Numpy: Eigenvektoren mit Länge 1

In [66]:
def pca(cloud):
    """Use PCA to get einvalues and eigenvectors of a point cloud"""
    mean = np.mean(cloud, axis=0)
    centered = cloud - mean
    cov_matrix = np.cov(centered, rowvar=False) # row variance nicht berechnen
    eigenvals, eigenvecs = np.linalg.eig(cov_matrix)
    sorted_indices = np.argsort(eigenvals)[::-1]
    sorted_eigenvals = eigenvals[sorted_indices]
    sorted_eigenvecs = eigenvecs[:,sorted_indices]
    # Returned vectors are in columns, first vector is eigenvec[:, 0] == eigenvec.T[0]
    return sorted_eigenvals, sorted_eigenvecs

def linearity(eigenvals):
    """Calculate the linearity of a point cloud"""
    return (eigenvals[0] - eigenvals[1]) / eigenvals[0]

def pca_spread(points, eigenvals, eigenvects):
    """Length along first principal component"""
    projected = points @ eigenvects[:,0] # Project on first eigenvector
    return (np.max(projected) - np.min(projected)) * np.sqrt(eigenvals[0])

In [67]:
def theta(eigenvects):
    """Angle between the first eigenvector and the z-axis"""
    cos_theta = eigenvects.T[0] @ np.array([0, 0, 1]) / np.linalg.norm(eigenvects[0]) # / np.linalg.norm(eigenvects[0]) unnötig, Vektor hat Länge 1
    return np.arccos(cos_theta) * 180 / np.pi

In [68]:
def dbscan(xyz, eps=0.05, min_points=10):
    hood_pcd = o3d.geometry.PointCloud()
    hood_pcd.points = o3d.utility.Vector3dVector(xyz) 
    # eps is min distance between clusters
    labels = np.array(hood_pcd.cluster_dbscan(eps=eps, min_points=min_points, print_progress=False))
    return labels

In [69]:
def dbscan_stretchz(xyz, eps=0.05, min_points=10, stretch=1.5):
    xyz = xyz.copy()
    xyz[:, 2] *= stretch
    hood_pcd = o3d.geometry.PointCloud()
    hood_pcd.points = o3d.utility.Vector3dVector(xyz) 
    # eps is min distance between clusters
    labels = np.array(hood_pcd.cluster_dbscan(eps=eps, min_points=min_points, print_progress=False))
    return labels

In [70]:
def dbscan_stretchz_auto(xyz, min_points=10, stretch=1.5):

    pointcount = xyz.shape[0]
    if pointcount <= min_points:
        return np.ones(pointcount, dtype=np.int8) * -1
    
    eps = 50 / pointcount
    eps = max(eps, 0.06)
    
    xyz = xyz.copy()
    xyz[:, 2] *= stretch
    hood_pcd = o3d.geometry.PointCloud()
    hood_pcd.points = o3d.utility.Vector3dVector(xyz) 
    # eps is min distance between clusters
    labels = np.array(hood_pcd.cluster_dbscan(eps=eps, min_points=min_points, print_progress=False))
    return labels

In [71]:
# def graph_based_segmentation(points, max_distance=0.1):
#     kdtree = KDTree(points)
#     graph = kdtree.sparse_distance_matrix(kdtree, max_distance=max_distance)

--*--

**ÜBUNGSAUFGABEN**:
**A)** Welche Funktionen werden im Textauszug mit def definiert, ohne auskommentiert zu sein? Nenne alle.
**B)** Welchen Mindestwert erhält eps laut Textauszug in der Funktion dbscan_stretchz_auto?
Stütze dich dabei ausschließlich auf den Textauszug.

**MATERIAL**:
--*--

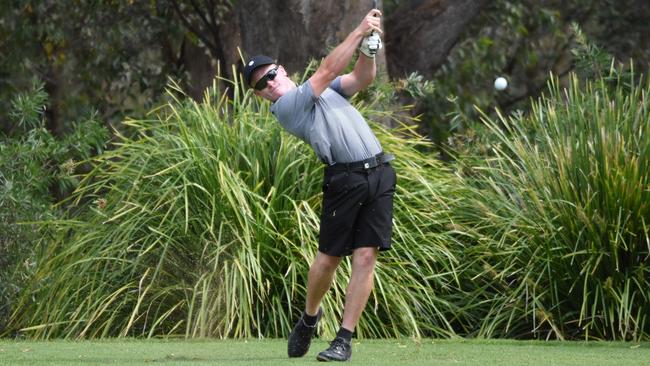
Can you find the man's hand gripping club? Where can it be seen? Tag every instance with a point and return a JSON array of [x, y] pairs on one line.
[[371, 44]]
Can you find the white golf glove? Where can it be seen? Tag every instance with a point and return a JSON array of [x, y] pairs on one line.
[[370, 45]]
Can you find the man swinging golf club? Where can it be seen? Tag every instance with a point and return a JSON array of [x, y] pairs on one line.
[[358, 183]]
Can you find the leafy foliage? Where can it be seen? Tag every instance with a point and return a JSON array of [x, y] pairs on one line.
[[205, 223], [35, 167], [564, 199]]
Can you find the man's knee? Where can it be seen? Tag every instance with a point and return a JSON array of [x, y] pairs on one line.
[[365, 257]]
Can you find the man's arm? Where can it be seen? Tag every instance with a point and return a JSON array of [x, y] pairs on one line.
[[332, 66]]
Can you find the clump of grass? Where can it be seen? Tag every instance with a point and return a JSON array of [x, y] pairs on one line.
[[205, 222], [564, 204]]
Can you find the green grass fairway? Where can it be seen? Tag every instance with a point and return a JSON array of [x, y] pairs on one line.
[[365, 352]]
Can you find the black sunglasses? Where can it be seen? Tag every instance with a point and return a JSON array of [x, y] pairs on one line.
[[264, 80]]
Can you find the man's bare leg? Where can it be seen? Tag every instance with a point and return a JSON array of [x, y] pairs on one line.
[[360, 286], [319, 280]]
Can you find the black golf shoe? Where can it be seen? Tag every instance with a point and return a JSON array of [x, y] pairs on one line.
[[301, 335], [339, 350]]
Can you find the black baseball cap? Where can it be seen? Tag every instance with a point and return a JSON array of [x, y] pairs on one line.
[[254, 63]]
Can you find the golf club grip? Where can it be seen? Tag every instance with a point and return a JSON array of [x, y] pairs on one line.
[[374, 6]]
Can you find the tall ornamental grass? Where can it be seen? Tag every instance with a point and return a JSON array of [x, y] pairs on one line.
[[205, 222], [564, 214]]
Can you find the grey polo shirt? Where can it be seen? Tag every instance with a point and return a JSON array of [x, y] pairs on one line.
[[328, 123]]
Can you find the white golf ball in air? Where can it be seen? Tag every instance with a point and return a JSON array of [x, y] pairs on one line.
[[500, 83]]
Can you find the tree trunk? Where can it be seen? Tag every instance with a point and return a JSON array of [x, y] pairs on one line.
[[420, 33]]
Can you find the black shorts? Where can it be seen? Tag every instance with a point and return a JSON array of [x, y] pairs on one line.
[[357, 209]]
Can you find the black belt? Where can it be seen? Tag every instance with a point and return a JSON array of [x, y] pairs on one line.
[[369, 163]]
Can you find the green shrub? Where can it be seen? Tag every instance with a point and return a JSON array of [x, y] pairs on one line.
[[564, 210], [35, 170], [205, 222]]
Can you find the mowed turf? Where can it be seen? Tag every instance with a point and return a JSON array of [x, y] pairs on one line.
[[365, 352]]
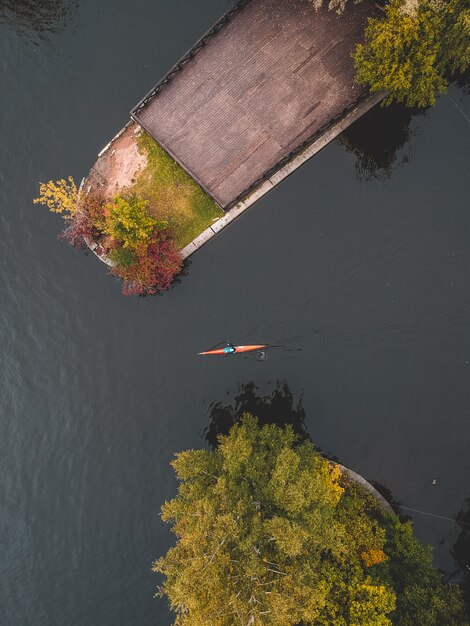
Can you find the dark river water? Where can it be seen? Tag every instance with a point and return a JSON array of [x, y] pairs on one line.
[[358, 265]]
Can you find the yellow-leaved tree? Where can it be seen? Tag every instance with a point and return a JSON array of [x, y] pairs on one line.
[[59, 196]]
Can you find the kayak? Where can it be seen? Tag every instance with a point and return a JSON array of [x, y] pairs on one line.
[[237, 349]]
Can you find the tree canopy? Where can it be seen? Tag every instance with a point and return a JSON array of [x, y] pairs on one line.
[[411, 51], [271, 533]]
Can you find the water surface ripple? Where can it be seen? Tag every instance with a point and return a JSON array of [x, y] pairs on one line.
[[363, 279]]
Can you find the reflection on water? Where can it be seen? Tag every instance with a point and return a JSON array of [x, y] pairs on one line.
[[37, 15], [277, 408], [381, 140], [461, 550], [463, 81]]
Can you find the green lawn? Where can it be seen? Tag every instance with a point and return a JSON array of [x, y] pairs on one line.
[[173, 195]]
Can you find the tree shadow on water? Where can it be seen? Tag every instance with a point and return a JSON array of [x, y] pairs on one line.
[[40, 16], [277, 408], [381, 140], [461, 550]]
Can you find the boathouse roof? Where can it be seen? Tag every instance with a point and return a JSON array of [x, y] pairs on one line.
[[269, 77]]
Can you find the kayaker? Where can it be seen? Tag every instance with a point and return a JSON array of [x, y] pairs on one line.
[[229, 348]]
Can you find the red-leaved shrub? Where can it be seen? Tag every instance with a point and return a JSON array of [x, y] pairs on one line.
[[156, 266], [80, 227]]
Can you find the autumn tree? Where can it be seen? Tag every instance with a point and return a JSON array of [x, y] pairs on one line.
[[59, 196], [128, 222], [410, 51], [269, 533]]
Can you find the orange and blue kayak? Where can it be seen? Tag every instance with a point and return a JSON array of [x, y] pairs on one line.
[[235, 349]]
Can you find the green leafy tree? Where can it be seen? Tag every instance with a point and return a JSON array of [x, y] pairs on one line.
[[128, 221], [269, 533], [409, 52]]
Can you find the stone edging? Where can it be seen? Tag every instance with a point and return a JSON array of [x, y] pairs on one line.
[[357, 478], [282, 173]]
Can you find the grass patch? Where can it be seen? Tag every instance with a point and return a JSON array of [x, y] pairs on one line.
[[173, 195]]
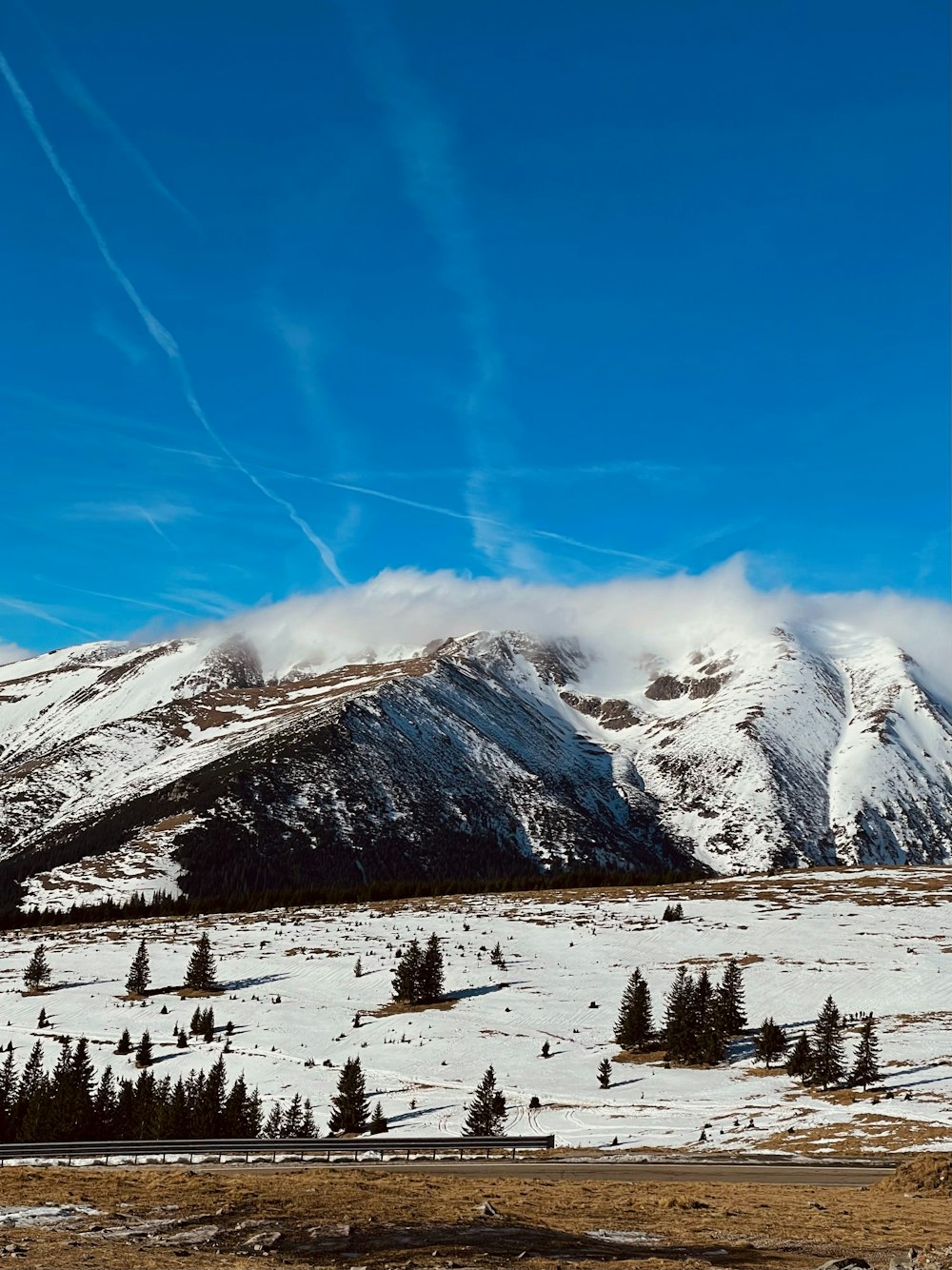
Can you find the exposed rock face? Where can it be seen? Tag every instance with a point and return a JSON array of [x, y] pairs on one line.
[[483, 756]]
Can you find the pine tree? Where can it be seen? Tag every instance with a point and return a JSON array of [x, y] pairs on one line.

--*--

**LÖSUNGEN**:
**A)** pca, linearity, pca_spread, theta, dbscan, dbscan_stretchz, dbscan_stretchz_auto

**B)** 0.06